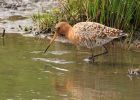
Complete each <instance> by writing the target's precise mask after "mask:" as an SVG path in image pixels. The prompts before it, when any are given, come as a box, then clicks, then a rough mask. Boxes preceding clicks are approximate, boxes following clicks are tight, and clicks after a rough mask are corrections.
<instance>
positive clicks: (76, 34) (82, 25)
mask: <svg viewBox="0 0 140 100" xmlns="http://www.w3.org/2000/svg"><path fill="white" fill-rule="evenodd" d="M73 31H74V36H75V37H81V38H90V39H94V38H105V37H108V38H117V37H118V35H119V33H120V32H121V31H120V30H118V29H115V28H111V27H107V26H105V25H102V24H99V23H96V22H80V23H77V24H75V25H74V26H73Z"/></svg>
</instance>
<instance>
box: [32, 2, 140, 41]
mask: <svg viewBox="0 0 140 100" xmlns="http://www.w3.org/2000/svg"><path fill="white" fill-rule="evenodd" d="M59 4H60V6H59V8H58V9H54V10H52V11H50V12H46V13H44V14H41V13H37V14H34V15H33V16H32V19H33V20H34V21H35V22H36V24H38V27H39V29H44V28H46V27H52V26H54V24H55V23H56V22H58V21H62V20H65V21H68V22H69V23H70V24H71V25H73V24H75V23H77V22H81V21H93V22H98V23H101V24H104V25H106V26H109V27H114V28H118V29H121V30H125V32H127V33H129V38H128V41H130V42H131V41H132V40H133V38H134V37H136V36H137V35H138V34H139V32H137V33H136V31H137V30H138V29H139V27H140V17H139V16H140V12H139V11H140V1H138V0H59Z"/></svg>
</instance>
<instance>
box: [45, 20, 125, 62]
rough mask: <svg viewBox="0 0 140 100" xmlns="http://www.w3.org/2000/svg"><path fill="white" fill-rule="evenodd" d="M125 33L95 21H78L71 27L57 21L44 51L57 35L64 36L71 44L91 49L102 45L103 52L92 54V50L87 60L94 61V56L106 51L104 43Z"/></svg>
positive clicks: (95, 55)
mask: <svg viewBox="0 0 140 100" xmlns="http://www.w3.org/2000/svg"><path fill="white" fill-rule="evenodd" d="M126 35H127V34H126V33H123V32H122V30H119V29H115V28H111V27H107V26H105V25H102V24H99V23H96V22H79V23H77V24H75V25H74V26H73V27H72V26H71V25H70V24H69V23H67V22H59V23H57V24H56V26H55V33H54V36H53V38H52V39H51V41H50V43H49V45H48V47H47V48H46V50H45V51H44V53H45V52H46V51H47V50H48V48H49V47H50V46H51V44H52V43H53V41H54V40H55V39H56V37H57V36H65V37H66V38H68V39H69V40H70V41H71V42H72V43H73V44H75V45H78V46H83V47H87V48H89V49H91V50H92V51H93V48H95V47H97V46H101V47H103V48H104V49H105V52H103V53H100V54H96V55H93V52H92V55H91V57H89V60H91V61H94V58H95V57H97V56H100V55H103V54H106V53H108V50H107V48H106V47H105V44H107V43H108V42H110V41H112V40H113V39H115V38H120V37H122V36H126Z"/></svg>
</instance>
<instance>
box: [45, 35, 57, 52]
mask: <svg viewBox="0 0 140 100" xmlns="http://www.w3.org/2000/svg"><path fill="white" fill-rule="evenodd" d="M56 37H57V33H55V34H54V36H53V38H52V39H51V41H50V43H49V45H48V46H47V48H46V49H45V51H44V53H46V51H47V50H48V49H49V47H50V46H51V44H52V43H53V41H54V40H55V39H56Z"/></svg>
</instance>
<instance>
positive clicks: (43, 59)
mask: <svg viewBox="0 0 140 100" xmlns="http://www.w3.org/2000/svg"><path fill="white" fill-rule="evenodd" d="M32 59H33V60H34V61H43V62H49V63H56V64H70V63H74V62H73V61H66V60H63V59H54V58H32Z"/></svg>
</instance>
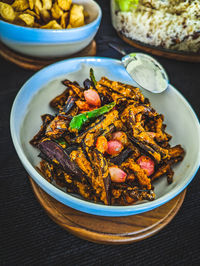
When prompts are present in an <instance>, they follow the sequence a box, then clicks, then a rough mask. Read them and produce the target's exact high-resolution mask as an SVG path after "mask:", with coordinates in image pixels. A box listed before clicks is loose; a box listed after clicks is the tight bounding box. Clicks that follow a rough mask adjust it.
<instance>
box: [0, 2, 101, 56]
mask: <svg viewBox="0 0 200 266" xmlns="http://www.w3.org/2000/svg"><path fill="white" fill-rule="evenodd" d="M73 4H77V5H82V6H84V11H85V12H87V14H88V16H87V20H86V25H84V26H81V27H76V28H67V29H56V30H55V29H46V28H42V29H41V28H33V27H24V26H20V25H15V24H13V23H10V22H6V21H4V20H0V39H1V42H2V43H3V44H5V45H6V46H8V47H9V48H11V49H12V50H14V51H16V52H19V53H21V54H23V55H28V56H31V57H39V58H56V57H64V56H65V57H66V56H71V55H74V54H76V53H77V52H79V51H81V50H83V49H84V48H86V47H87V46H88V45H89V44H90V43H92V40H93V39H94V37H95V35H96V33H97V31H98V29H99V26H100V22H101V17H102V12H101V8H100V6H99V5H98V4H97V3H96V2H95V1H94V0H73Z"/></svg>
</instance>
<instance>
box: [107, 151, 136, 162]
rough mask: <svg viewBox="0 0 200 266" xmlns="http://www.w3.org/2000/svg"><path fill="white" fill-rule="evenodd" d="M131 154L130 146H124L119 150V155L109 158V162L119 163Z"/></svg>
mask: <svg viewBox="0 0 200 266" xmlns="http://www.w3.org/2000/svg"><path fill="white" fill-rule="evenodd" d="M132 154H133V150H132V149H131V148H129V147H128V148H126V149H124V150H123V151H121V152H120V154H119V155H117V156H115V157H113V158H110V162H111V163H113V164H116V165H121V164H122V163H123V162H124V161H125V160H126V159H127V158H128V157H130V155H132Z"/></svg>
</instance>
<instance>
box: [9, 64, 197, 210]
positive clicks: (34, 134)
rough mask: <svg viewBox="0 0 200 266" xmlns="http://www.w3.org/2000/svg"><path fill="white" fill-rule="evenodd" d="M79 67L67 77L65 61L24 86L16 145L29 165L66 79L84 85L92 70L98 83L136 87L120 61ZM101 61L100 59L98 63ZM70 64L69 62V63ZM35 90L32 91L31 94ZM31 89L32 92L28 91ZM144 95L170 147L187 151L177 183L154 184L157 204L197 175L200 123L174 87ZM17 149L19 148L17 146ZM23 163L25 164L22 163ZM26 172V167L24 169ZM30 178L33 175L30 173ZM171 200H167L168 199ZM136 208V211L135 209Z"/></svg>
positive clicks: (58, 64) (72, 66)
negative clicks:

========

Directions: Copy the listing over exactly, skipping the pictures it holds.

Solved problem:
Complete each <instance> by writing the target's precise mask after "mask:" as an SVG path in image pixels. The prompts before it, when any are given, come as a box, then clicks, then a rough mask. Boxes preceding clicks are approximate, boxes following clicks are tight, and clicks after a rough mask are corrections.
<instance>
positive clicks: (76, 34) (82, 25)
mask: <svg viewBox="0 0 140 100" xmlns="http://www.w3.org/2000/svg"><path fill="white" fill-rule="evenodd" d="M73 31H74V36H75V37H81V38H90V39H94V38H105V37H108V38H117V37H118V35H119V33H120V32H121V31H120V30H118V29H115V28H111V27H107V26H105V25H102V24H99V23H96V22H80V23H77V24H75V25H74V26H73Z"/></svg>
</instance>
<instance>
box: [32, 2, 140, 41]
mask: <svg viewBox="0 0 140 100" xmlns="http://www.w3.org/2000/svg"><path fill="white" fill-rule="evenodd" d="M59 4H60V6H59V8H58V9H54V10H52V11H50V12H46V13H44V14H41V13H37V14H34V15H33V16H32V19H33V20H34V21H35V22H36V24H38V27H39V29H44V28H46V27H52V26H54V24H55V23H56V22H58V21H62V20H65V21H68V22H69V23H70V24H71V25H73V24H75V23H77V22H81V21H93V22H98V23H101V24H104V25H106V26H109V27H114V28H118V29H121V30H125V32H127V33H129V38H128V41H130V42H131V41H132V40H133V38H134V37H136V36H137V35H138V34H139V32H137V33H136V31H137V30H138V29H139V27H140V17H139V16H140V12H139V11H140V1H138V0H59Z"/></svg>
</instance>
<instance>
box: [45, 20, 125, 62]
rough mask: <svg viewBox="0 0 140 100" xmlns="http://www.w3.org/2000/svg"><path fill="white" fill-rule="evenodd" d="M125 33L95 21H78L71 27L57 21L44 51L57 35L64 36L71 44L91 49L102 45L103 52L92 54V50L87 60L94 61V56L106 51L104 43Z"/></svg>
positive clicks: (95, 55)
mask: <svg viewBox="0 0 140 100" xmlns="http://www.w3.org/2000/svg"><path fill="white" fill-rule="evenodd" d="M126 35H127V34H126V33H123V32H122V30H119V29H115V28H111V27H107V26H105V25H102V24H99V23H96V22H79V23H77V24H75V25H74V26H73V27H72V26H71V25H70V24H69V23H67V22H59V23H57V24H56V26H55V33H54V36H53V38H52V39H51V41H50V43H49V45H48V47H47V48H46V50H45V51H44V53H45V52H46V51H47V50H48V48H49V47H50V46H51V44H52V43H53V41H54V40H55V39H56V37H57V36H65V37H66V38H68V39H69V40H70V41H71V42H72V43H73V44H75V45H78V46H83V47H87V48H89V49H91V50H92V51H93V48H95V47H97V46H101V47H103V48H104V49H105V52H103V53H100V54H96V55H93V52H92V55H91V57H89V60H91V61H94V58H95V57H97V56H100V55H103V54H106V53H108V50H107V48H106V47H105V44H107V43H108V42H110V41H112V40H113V39H115V38H120V37H122V36H126Z"/></svg>
</instance>
<instance>
box: [45, 35, 57, 52]
mask: <svg viewBox="0 0 140 100" xmlns="http://www.w3.org/2000/svg"><path fill="white" fill-rule="evenodd" d="M56 37H57V33H55V34H54V36H53V38H52V39H51V41H50V43H49V45H48V46H47V48H46V49H45V51H44V53H46V51H47V50H48V49H49V47H50V46H51V44H52V43H53V41H54V40H55V39H56Z"/></svg>
</instance>
<instance>
positive clicks: (43, 59)
mask: <svg viewBox="0 0 140 100" xmlns="http://www.w3.org/2000/svg"><path fill="white" fill-rule="evenodd" d="M32 59H33V60H34V61H43V62H49V63H56V64H70V63H74V62H73V61H66V60H63V59H54V58H32Z"/></svg>
</instance>
When prompts are present in an <instance>, they follow the sequence a box, then clicks, then a rough mask. Read them and produce the target's exact high-resolution mask as an SVG path after "mask:", with coordinates in image pixels. A box listed before clicks is loose; a box listed after clicks is the tight bounding box. Clicks that follow a rough mask adjust it.
<instance>
box: [0, 2, 101, 56]
mask: <svg viewBox="0 0 200 266" xmlns="http://www.w3.org/2000/svg"><path fill="white" fill-rule="evenodd" d="M73 4H77V5H82V6H84V11H85V12H87V14H88V16H87V20H86V25H84V26H81V27H76V28H67V29H56V30H55V29H46V28H42V29H41V28H33V27H24V26H20V25H15V24H13V23H10V22H6V21H4V20H0V39H1V42H2V43H3V44H5V45H6V46H8V47H9V48H11V49H12V50H14V51H16V52H19V53H21V54H23V55H28V56H31V57H39V58H56V57H64V56H65V57H66V56H71V55H74V54H76V53H77V52H79V51H81V50H83V49H84V48H86V47H87V46H88V45H89V44H90V43H92V40H93V39H94V37H95V35H96V33H97V31H98V29H99V26H100V22H101V17H102V12H101V8H100V6H99V5H98V4H97V3H96V2H95V1H94V0H73Z"/></svg>
</instance>
<instance>
box: [107, 151, 136, 162]
rough mask: <svg viewBox="0 0 200 266" xmlns="http://www.w3.org/2000/svg"><path fill="white" fill-rule="evenodd" d="M131 154L130 146H124L119 150V155L109 158V162L119 163Z"/></svg>
mask: <svg viewBox="0 0 200 266" xmlns="http://www.w3.org/2000/svg"><path fill="white" fill-rule="evenodd" d="M132 154H133V150H132V149H131V148H129V147H128V148H126V149H124V150H123V151H121V152H120V154H119V155H117V156H115V157H113V158H110V162H111V163H113V164H116V165H121V164H122V163H123V162H124V161H125V160H126V159H127V158H128V157H130V155H132Z"/></svg>
</instance>
<instance>
box: [9, 64, 197, 210]
positive clicks: (34, 134)
rough mask: <svg viewBox="0 0 200 266" xmlns="http://www.w3.org/2000/svg"><path fill="white" fill-rule="evenodd" d="M79 67L67 77L65 61L24 86L16 145L29 165L66 79L84 85L92 70L98 83L136 87L120 61ZM101 61L100 59L98 63ZM70 64L69 62V63ZM35 90L32 91L31 94ZM31 89L32 92L28 91ZM144 95L170 147L187 151L177 183L154 184L157 204L197 175L200 123L174 87ZM17 149L19 148L17 146ZM23 163L25 164L22 163ZM26 172V167L24 169ZM30 178L33 175L30 173ZM171 200H167L168 199ZM136 208V211L135 209Z"/></svg>
positive clicks: (58, 64) (72, 66)
negative clicks:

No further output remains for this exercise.